%%
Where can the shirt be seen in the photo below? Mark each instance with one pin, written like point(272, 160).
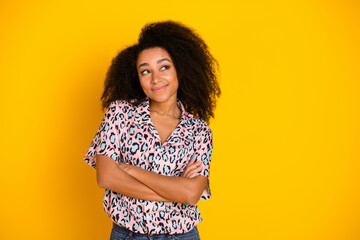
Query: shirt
point(127, 134)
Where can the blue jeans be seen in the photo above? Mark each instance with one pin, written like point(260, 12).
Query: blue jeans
point(120, 233)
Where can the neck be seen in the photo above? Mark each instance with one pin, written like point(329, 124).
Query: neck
point(165, 108)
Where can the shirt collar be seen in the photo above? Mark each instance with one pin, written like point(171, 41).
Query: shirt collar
point(143, 111)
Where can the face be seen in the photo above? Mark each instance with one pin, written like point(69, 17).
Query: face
point(157, 75)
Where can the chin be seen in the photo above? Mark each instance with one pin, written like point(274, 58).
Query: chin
point(161, 98)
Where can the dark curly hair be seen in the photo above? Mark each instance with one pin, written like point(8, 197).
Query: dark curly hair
point(196, 69)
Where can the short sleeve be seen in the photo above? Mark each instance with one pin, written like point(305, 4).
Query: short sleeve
point(203, 152)
point(105, 141)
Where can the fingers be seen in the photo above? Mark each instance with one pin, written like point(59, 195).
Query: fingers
point(192, 168)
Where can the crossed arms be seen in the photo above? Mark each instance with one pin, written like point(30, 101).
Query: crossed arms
point(138, 183)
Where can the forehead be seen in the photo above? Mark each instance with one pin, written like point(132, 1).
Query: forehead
point(151, 55)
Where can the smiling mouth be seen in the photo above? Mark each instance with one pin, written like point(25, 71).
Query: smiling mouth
point(159, 89)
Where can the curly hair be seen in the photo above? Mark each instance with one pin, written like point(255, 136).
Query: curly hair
point(196, 69)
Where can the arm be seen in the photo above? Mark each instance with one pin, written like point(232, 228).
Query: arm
point(177, 189)
point(111, 177)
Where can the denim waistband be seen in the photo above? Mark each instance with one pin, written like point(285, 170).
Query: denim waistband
point(192, 234)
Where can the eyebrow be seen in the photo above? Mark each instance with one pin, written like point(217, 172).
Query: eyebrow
point(158, 61)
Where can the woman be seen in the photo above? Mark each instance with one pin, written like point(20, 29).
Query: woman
point(152, 152)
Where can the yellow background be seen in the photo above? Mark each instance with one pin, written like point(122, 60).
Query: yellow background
point(286, 133)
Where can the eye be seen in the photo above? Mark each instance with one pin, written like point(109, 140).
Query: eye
point(145, 72)
point(165, 67)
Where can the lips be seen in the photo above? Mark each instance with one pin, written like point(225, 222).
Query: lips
point(159, 89)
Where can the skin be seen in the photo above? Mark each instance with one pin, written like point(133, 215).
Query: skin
point(158, 79)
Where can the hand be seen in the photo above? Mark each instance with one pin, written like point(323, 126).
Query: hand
point(192, 168)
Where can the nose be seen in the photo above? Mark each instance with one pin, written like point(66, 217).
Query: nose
point(155, 77)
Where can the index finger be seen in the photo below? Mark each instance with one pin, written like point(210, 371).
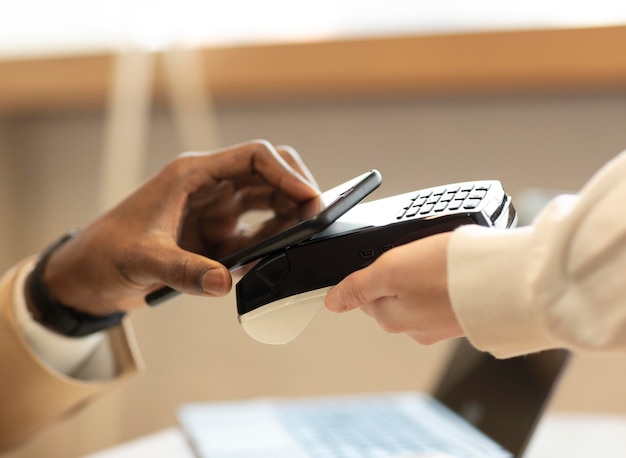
%%
Aim:
Reproduce the listing above with every occurrence of "Mark each instance with one pin" changed to "Place a single pin on every instance" and all other text kept the same. Omit the pictures from your version.

Task output:
Where can the shirt be seen in the photo below? Place a single pin on every instance, written like point(272, 160).
Query: shirt
point(127, 134)
Where can the blue jeans be seen in the photo above? Place a single pin on every instance, written like point(260, 12).
Query: blue jeans
point(120, 233)
Where can the neck be seen in the photo above? Place a single pin on every instance, written like point(329, 124).
Query: neck
point(165, 108)
Where can the shirt collar be seen in the photo above? Place a single pin on every instance, written like point(171, 41).
Query: shirt collar
point(143, 111)
Where can the face be seen in the photo above? Place a single pin on every instance, written like point(69, 17).
Query: face
point(157, 75)
Where can the chin be seen in the photo above? Place a single pin on every instance, written like point(274, 58).
Query: chin
point(161, 98)
Where can the dark curly hair be seen in the photo above? Place a single pin on every instance, written like point(8, 197).
Query: dark curly hair
point(196, 69)
Where can the short sleeve be seen in the photo above? Place a single pin on every instance, written like point(305, 4).
Query: short sleeve
point(203, 152)
point(105, 141)
Where can the fingers be seen in the photo above? Place a single pin on every instance, written like point(59, 195).
Query: fingers
point(192, 168)
Where can the crossed arms be seen in the photo above? Place a single pin on every instance, written like point(30, 101).
Query: crossed arms
point(138, 183)
Where can the forehead be seen in the photo above? Place a single pin on every instance, written like point(132, 1).
Query: forehead
point(151, 55)
Where can the smiling mouth be seen in the photo above? Place a single pin on every instance, written like point(25, 71).
Query: smiling mouth
point(159, 89)
Where can the curly hair be seen in the photo above? Place a single pin on every instance, written like point(255, 136).
Query: curly hair
point(196, 69)
Where can the arm be seen in the photo above? Place a single pin on every instance, written like point(232, 228).
Query: arm
point(177, 189)
point(111, 177)
Where can the denim waistband be seen in the photo above? Place a single pin on every instance, written like point(285, 170).
Query: denim waistband
point(192, 234)
Where can the eyebrow be seen in the photo above? Place a single pin on every instance, written like point(217, 172).
Query: eyebrow
point(158, 61)
Where can the woman be seen in the photo above? Place a single pin on every instance, written like point(20, 29).
Query: woman
point(152, 152)
Where can the yellow background be seen in the photo above? Place a single pin on every instance, written like point(122, 60).
Query: yellow background
point(286, 133)
Where can the eye be seen in the photo above? Place a single pin on every instance, written like point(109, 140).
Query: eye
point(145, 72)
point(165, 67)
Where can the lips be seen in the photo above? Place a single pin on every instance, written like point(225, 222).
Query: lips
point(159, 89)
Where can the skin be seen in the photo above? Place a single pin on every instance, written like point(133, 215).
Query: skin
point(158, 79)
Where can the hand be seen in the photo above? Place a single pin on every instance, written like point(323, 126).
Query: hand
point(192, 168)
Where can the nose be seen in the photo above? Place a single pin on every instance, written like point(66, 217).
Query: nose
point(155, 77)
Where can the index finger be seen in the photo below? Place a single pin on every instance, written like point(210, 371).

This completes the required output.